Write each line exactly as it stands, from the line containing "If you would be so kind as to spot the dirt" through the end of the data.

□ □ □ □

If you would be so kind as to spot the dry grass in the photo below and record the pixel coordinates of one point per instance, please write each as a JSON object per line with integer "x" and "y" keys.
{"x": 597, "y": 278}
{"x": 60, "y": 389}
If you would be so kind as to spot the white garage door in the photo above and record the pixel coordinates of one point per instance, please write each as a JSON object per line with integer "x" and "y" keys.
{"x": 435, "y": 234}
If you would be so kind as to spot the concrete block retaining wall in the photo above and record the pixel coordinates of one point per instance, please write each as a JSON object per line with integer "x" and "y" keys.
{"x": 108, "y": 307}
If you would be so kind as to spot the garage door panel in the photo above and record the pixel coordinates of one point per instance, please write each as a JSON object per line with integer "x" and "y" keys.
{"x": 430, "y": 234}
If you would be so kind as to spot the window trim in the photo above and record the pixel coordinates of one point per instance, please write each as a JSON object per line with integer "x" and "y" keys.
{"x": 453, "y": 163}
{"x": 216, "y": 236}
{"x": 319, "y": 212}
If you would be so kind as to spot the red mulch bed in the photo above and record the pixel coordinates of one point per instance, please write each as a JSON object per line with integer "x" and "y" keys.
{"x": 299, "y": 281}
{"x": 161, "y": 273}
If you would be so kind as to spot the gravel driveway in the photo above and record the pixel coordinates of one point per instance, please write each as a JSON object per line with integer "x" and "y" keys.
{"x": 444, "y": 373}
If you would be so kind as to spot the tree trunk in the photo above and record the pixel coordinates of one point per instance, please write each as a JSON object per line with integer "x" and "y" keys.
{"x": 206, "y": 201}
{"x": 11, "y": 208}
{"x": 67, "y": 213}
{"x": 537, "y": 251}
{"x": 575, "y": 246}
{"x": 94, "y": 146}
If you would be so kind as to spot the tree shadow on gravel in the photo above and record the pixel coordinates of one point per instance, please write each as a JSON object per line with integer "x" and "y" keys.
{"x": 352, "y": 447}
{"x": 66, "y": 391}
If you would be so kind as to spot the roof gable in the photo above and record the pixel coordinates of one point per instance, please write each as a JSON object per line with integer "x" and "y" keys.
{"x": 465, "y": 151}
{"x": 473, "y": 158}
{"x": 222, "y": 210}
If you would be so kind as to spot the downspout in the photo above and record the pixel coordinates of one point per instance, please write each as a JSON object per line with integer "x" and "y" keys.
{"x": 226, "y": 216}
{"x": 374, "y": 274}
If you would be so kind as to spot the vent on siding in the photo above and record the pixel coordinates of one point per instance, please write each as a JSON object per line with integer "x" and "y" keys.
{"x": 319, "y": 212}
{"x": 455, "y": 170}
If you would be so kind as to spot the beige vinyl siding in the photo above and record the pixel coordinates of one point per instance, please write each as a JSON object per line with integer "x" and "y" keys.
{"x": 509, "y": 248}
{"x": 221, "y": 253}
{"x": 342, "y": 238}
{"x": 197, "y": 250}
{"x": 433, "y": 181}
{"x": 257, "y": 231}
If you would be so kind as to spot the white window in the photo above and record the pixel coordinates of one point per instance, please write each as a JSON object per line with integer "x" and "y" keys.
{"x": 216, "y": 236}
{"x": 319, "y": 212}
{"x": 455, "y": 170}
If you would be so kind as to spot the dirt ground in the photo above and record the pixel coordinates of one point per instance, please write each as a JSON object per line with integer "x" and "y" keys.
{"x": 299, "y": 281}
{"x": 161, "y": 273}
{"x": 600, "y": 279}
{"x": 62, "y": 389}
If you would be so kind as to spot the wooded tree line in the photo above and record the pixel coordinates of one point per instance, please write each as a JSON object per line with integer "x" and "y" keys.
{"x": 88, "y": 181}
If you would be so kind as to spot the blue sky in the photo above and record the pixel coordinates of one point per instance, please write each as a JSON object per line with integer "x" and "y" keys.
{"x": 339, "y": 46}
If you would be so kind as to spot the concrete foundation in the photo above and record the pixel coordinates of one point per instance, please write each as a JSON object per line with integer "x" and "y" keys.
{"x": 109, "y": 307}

□ □ □ □

** RESPONSE **
If you would be so kind as to spot the dirt ground in the photo above and record the pixel coordinates of one point per instance, please write each as a JSON object per line with integer "x" and "y" keys.
{"x": 299, "y": 281}
{"x": 161, "y": 273}
{"x": 600, "y": 279}
{"x": 62, "y": 389}
If you would be so kind as to spot the wooded tree line in the photo above and record the pixel coordinates of one point per instance, please write each as a JSON object per line with integer "x" and "y" keys.
{"x": 88, "y": 181}
If you would be so kind as to spot the blue sky in the photo above and record the pixel coordinates of one point per instance, please write each as a JSON object per line with integer "x" and "y" keys.
{"x": 339, "y": 46}
If you would be so kind as to spot the concrete foundation in the photo above and record the pixel coordinates of one point per instance, please write each as a JSON object per line with integer "x" and "y" keys.
{"x": 109, "y": 307}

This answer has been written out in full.